WHAT YOU WILL DO:
a: List every full calendar date (month, day, and year) that appears in the Tax Court decision, giving each one only once.
b: Copy the part of the Tax Court decision starting at "POWELL, Special Trial" and ending at "of this motion.", word for word.

PAGE:
§

Joseph F. and Camille T. Uddo v. Commissioner., United States Tax Court - Memorandum Decision, T.C. Memo. 1998-276, Docket No. 16687-97., Filed July 29, 1998
Joseph F. and Camille T. Uddo v. Commissioner.
United States Tax Court - Memorandum Decision
T.C. Memo. 1998-276
Docket No. 16687-97.
Filed July 29, 1998.
William A. Neilson and Joseph John Ecuyer III, for the petitioners. Linda K. West and Mary Beth Calkins, for the respondent.
POWELL, Special Trial Judge: This case is before the Court on petitioners' motion for award of reasonable litigation and administrative costs pursuant to section 7430 and Rules 230, 231, and 232, 1 filed March 24, 1998. Neither party requested a hearing, and the Court concludes that a hearing is not necessary for the proper disposition of this motion.
1 Unless otherwise indicated, section references are to the Internal Revenue Code in effect for the year in issue, and all Rule references are to the Tax Court Rules of Practice and Procedure.
On their jointly filed 1994 Federal income tax return, petitioners reported $57,285 as a taxable distribution from an individual retirement account (IRA). For petitioners' 1994 tax year respondent received a Form 1099-R from American Express Trust Co. (American Express) reporting that petitioners had received a gross distribution of $156,931.
On January 6, 1997, respondent mailed a 30-day letter (Tax Notice CP-2000) to petitioners. A copy of the letter was sent to William A. Neilson (Mr. Neilson) as attorney for petitioners. The letter stated that respondent proposed to increase petitioners' taxable income by $165,211. The proposed increase produced an additional tax liability of $57,671. In addition, the letter proposed an accuracy-related penalty of $11,534. The letter stated that if petitioners did not respond within 30 days respondent would issue a notice of deficiency. The letter further stated that if petitioners did not agree with respondent's proposed changes, petitioners should submit a signed statement of explanation and include any supporting documentation. Petitioners did not respond to the 30-day letter.
On May 9, 1997, respondent mailed the notice of deficiency determining a deficiency in petitioners' 1994 Federal income tax in the amount of $57,671 and an accuracy-related penalty under section 6662(a) and (d) in the amount of $11,534. Petitioners filed their petition with this Court on August 8, 1997. At the time their petition was filed, petitioners resided in New Orleans, Louisiana.
Respondent filed an answer on September 11, 1997. Shortly thereafter, the case file was forwarded to respondent's Appeals Office in New Orleans, Louisiana, where the case was assigned to Appeals Officer Gregory M. Berry (Mr. Berry). The administrative file received by Mr. Berry bore no indication that petitioners had provided respondent with any information or response to the 30-day letter.

§

EXTRACTED ENTRIES:
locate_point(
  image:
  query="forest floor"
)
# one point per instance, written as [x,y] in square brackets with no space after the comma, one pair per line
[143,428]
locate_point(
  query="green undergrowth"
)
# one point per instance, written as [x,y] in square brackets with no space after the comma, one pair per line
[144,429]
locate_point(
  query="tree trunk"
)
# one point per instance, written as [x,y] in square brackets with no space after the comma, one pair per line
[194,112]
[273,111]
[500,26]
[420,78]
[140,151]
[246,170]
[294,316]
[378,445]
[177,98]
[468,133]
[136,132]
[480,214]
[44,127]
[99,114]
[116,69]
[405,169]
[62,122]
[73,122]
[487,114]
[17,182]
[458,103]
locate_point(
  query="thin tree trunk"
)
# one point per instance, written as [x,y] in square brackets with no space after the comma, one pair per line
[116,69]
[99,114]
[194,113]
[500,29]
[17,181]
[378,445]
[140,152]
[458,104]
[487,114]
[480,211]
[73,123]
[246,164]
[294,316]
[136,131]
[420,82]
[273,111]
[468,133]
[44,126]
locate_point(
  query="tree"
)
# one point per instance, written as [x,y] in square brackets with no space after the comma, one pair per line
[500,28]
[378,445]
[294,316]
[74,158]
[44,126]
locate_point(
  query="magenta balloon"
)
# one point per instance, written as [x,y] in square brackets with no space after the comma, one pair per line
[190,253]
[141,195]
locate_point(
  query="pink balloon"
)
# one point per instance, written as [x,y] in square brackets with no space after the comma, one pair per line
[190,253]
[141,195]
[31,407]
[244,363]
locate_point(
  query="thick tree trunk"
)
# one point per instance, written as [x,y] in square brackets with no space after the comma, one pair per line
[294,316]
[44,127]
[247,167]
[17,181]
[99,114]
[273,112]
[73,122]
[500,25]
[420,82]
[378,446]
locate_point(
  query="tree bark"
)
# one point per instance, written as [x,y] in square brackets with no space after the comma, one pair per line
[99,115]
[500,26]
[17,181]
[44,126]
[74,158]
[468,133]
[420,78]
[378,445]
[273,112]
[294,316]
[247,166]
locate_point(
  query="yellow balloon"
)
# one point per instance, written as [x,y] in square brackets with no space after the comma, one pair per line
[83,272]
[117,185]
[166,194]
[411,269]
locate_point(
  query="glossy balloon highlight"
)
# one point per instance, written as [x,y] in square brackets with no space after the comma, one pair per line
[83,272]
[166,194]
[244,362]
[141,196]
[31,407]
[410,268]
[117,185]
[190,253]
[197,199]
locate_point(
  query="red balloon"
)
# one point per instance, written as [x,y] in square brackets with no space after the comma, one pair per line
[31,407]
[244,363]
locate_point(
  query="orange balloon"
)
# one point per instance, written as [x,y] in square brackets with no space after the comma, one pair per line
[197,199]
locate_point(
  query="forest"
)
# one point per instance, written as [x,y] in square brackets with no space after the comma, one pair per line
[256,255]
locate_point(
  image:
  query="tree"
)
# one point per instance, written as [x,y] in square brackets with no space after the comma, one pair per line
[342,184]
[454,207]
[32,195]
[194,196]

§

ANSWERS IN ORDER:
a:
July 29, 1998
March 24, 1998
January 6, 1997
May 9, 1997
August 8, 1997
September 11, 1997

b:
POWELL, Special Trial Judge: This case is before the Court on petitioners' motion for award of reasonable litigation and administrative costs pursuant to section 7430 and Rules 230, 231, and 232, 1 filed March 24, 1998. Neither party requested a hearing, and the Court concludes that a hearing is not necessary for the proper disposition of this motion.